▸ DOCUMENT PASSAGE:
↓↓↓

Indian Country, a travel journal of

sorts through the heart of Native communities would be published in

1980, but it was “In the Spirit of Crazy Horse,” the story of the

corruption, the U.S. political and military invasion of Pine Ridge

(so called reign of terror on Pine Ridge reservation) and the Leonard

Peltier case (trials were held in Fargo) that would draw the most

controversy.

That book won him respect in Native

communities and a 10 year legal battle. The book, is perhaps the most

complete story (in Mattheisson’s style) of a political and social

history of Lakota people and the COINTELPRO era, of conflict between

Lakota resistance, and the state’s institutions of the FBI, the

Paramilitary and, what was to become an all out battle for Native

people. It’s a masterful chronicle, written by someone who

initially very little (or what dribbles an American education can

provide you) on Native history and current events. The book’s

social and political weight, written by such a renowned author,

brought immense wrath upon Peter, and he withstood it for a decade.

Just after the

publication of “In the Spirit of Crazy Horse,” Matttheisson and

his publisher Viking Penguin were sued for libel by David Price, a

former FBI agent. A separate suit was filed by William Janklow, the

former governor of South Dakota, who was renowned for his dislike of

Indian people and the book illuminated that. David Price sued for $49

million and Janklow sued to have all copies of the book withdrawn

from bookstores. After four years in court, Federal District Judge

Diana Murphy dismissed Price’s lawsuit, upholding Matthiessen’s

right "to publish an entirely one-sided view of people and

events."

↑↑↑

▸ GIVEN MATERIAL:
↓↓↓

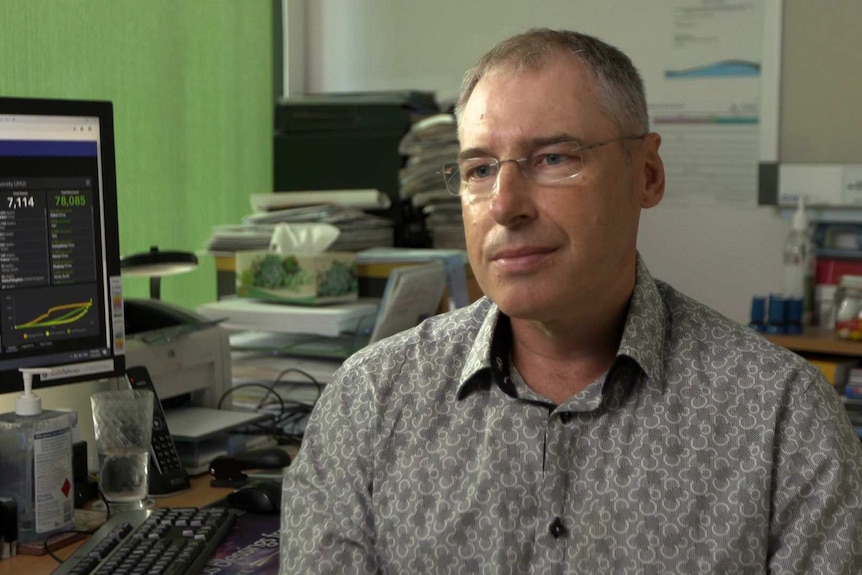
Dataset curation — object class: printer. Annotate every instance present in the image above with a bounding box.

↑↑↑

▸ SET TASKS:
1. Answer these from the Crazy Horse passage:
(a) In what year would Indian Country be published?
(b) In what city were the trials in the Leonard Peltier case held?
(c) How much money did David Price sue for?
2. In one to three sentences, explain why, according to the Crazy Horse passage, the book brought immense wrath upon Peter.
3. Write out the Crazy Horse passage from "people. It’s a" to "for a decade.", word for word.

▸ EXERCISE SOLUTIONS:
1.
(a) 1980
(b) Fargo
(c) $49 million

2. The book carried great social and political weight. It was also written by a renowned author. Together, these brought immense wrath upon him.

3.
people. It’s a masterful chronicle, written by someone who

initially very little (or what dribbles an American education can

provide you) on Native history and current events. The book’s

social and political weight, written by such a renowned author,

brought immense wrath upon Peter, and he withstood it for a decade.